*EXERCISE REQUIREMENTS*:
Your answer must match the entries below word for word.

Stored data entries
+-------+

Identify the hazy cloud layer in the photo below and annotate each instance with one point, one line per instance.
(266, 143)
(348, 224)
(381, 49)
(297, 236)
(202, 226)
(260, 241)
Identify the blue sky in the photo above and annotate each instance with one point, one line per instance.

+-------+

*PROBLEM SOLUTION*:
Identify the hazy cloud layer in the photo below and annotate each instance with one point, one line per instance.
(266, 143)
(348, 224)
(381, 49)
(297, 236)
(202, 226)
(260, 241)
Identify the blue sky in the photo above and annotate each instance with one point, one line per instance.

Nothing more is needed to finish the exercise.